• _Task brief_: Rewrite the entire listing below, requests included, and shift every point coordinate in the answers by adding 16 to each x and y value.

• _Material supplied_:
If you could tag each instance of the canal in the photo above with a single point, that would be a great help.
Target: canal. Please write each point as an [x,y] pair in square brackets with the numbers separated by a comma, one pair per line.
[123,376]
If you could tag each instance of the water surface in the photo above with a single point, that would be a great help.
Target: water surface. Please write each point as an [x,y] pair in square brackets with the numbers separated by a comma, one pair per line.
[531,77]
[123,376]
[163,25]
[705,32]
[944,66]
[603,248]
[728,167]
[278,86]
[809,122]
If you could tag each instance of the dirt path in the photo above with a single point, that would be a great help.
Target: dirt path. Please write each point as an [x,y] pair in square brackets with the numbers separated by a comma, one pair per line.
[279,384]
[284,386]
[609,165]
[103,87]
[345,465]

• _Solution to this exercise_:
If you could tag each instance of the canal in the photo above with a single point, that would be a great help.
Target: canal. Please write each point as an [x,y] pair in square brackets with the numbers separated by a comma, one pair per line.
[139,392]
If you could tag each instance of the water surface in the photo above with a single point, that would be a great help.
Target: water surface. Please write each point as an [x,y] pair in square brackets with the numbers separated by a comma, one pair per line.
[547,93]
[139,392]
[179,41]
[721,48]
[960,82]
[619,264]
[744,183]
[294,102]
[825,138]
If you could tag each instance of the dirt path in the photo above with a single point, that would be a great help.
Target: dirt path. Please write each point as an [x,y] pair in square brackets with the numbers separated by a comma, one pair per line.
[295,400]
[300,402]
[625,181]
[119,103]
[361,481]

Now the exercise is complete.